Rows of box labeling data
##############################
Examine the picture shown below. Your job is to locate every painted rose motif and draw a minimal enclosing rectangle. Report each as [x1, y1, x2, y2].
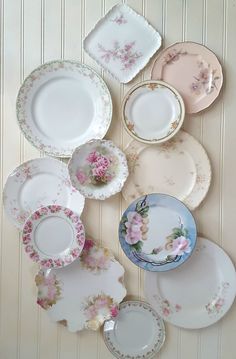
[190, 61, 220, 95]
[205, 282, 229, 315]
[121, 196, 192, 265]
[80, 238, 113, 271]
[76, 147, 118, 185]
[98, 41, 142, 71]
[35, 271, 62, 310]
[84, 293, 118, 330]
[111, 13, 127, 25]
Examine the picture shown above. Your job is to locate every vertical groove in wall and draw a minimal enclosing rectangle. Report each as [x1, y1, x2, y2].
[0, 0, 4, 345]
[61, 0, 65, 60]
[17, 0, 24, 359]
[217, 0, 228, 359]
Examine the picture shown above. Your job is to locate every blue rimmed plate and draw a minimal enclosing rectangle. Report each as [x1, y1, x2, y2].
[119, 193, 197, 272]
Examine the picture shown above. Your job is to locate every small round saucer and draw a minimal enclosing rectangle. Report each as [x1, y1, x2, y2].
[68, 140, 128, 200]
[103, 301, 165, 359]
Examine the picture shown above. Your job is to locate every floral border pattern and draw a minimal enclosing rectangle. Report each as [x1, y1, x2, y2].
[22, 205, 85, 268]
[16, 60, 112, 157]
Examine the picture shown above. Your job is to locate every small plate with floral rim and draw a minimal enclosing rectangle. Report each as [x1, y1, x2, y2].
[22, 204, 85, 268]
[3, 157, 84, 229]
[151, 41, 223, 114]
[84, 4, 161, 83]
[35, 237, 126, 332]
[119, 193, 197, 272]
[122, 80, 185, 143]
[122, 130, 211, 210]
[145, 238, 236, 329]
[103, 301, 165, 359]
[16, 60, 112, 157]
[68, 140, 128, 200]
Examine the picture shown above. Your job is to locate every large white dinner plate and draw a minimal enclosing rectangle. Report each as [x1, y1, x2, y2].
[103, 301, 165, 359]
[3, 157, 84, 229]
[35, 237, 126, 332]
[122, 80, 185, 143]
[122, 130, 211, 210]
[145, 238, 236, 329]
[16, 60, 112, 157]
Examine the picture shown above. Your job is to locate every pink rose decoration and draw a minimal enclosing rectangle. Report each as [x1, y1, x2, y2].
[87, 151, 98, 163]
[111, 306, 119, 318]
[76, 170, 88, 184]
[171, 236, 191, 256]
[125, 212, 143, 244]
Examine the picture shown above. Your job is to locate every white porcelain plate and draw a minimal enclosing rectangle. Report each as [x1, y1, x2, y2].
[103, 301, 165, 359]
[3, 157, 84, 229]
[122, 130, 211, 210]
[84, 4, 161, 83]
[68, 140, 128, 200]
[17, 61, 112, 157]
[145, 238, 236, 329]
[122, 80, 185, 143]
[22, 205, 85, 268]
[35, 238, 126, 332]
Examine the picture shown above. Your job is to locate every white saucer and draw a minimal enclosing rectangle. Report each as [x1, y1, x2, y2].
[103, 301, 165, 359]
[122, 80, 185, 143]
[145, 238, 236, 329]
[3, 157, 84, 229]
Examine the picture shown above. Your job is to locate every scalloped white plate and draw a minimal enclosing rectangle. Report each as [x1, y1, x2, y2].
[103, 300, 165, 359]
[3, 157, 84, 229]
[16, 60, 112, 157]
[145, 238, 236, 329]
[35, 238, 126, 332]
[84, 4, 161, 83]
[122, 130, 211, 210]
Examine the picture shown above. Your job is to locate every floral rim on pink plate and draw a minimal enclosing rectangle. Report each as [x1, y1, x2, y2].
[151, 41, 223, 114]
[22, 205, 85, 268]
[68, 140, 128, 200]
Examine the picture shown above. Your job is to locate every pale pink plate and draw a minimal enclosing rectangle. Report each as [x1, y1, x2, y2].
[151, 42, 223, 113]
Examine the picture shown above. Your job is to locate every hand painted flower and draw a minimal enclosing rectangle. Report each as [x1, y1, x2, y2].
[125, 212, 143, 244]
[171, 236, 191, 256]
[86, 151, 98, 163]
[76, 170, 88, 184]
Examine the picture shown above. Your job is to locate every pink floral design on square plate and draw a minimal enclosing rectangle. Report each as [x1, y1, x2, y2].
[98, 41, 142, 71]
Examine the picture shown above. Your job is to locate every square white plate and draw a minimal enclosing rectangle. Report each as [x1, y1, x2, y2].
[84, 4, 161, 83]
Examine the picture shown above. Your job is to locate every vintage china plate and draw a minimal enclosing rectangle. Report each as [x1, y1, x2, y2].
[122, 130, 211, 210]
[22, 204, 85, 268]
[16, 60, 112, 157]
[3, 157, 84, 229]
[119, 193, 197, 272]
[35, 238, 126, 332]
[103, 301, 165, 359]
[145, 238, 236, 329]
[84, 4, 161, 83]
[151, 42, 223, 113]
[68, 140, 128, 200]
[122, 80, 185, 143]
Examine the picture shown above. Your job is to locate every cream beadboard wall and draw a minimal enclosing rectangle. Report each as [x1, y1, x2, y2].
[0, 0, 236, 359]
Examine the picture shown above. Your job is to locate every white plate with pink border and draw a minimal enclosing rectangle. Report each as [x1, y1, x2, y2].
[35, 237, 126, 332]
[84, 4, 161, 83]
[151, 41, 223, 113]
[22, 205, 85, 268]
[145, 238, 236, 329]
[3, 157, 84, 229]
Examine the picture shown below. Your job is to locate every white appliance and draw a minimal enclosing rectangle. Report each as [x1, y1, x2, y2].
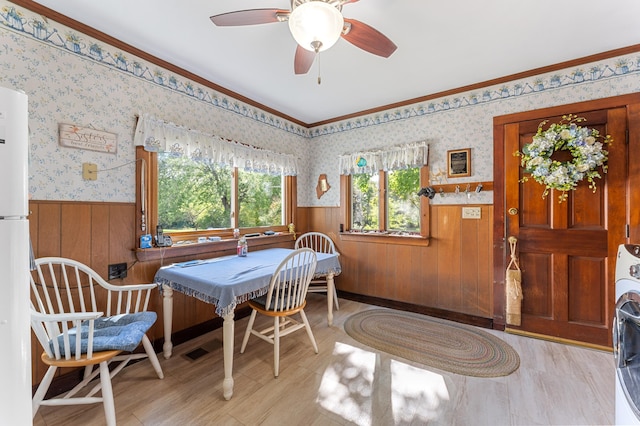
[613, 244, 640, 425]
[0, 87, 32, 425]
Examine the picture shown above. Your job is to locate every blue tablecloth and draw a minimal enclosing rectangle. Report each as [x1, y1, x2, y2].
[154, 248, 341, 316]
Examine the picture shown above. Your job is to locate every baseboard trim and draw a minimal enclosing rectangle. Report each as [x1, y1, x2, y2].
[504, 327, 613, 352]
[338, 291, 494, 329]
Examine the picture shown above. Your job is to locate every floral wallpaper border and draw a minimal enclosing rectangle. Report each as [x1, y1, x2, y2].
[0, 6, 640, 138]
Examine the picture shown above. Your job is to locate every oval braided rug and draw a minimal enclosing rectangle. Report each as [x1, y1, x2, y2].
[344, 309, 520, 377]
##############################
__YOUR GOAL__.
Gather every line in the listing above that contains the word "square". Case counts.

__TASK SOLUTION__.
Examine the picture shown above. Your job is to locate every pink floral design on square plate and draw a minimal enclosing rectangle. Report each as [x1, y1, x2, y2].
Examine the picture shown above. Your job is to locate every square white plate and draw a minimal enclosing rectangle. Report each as [x1, y1, x2, y2].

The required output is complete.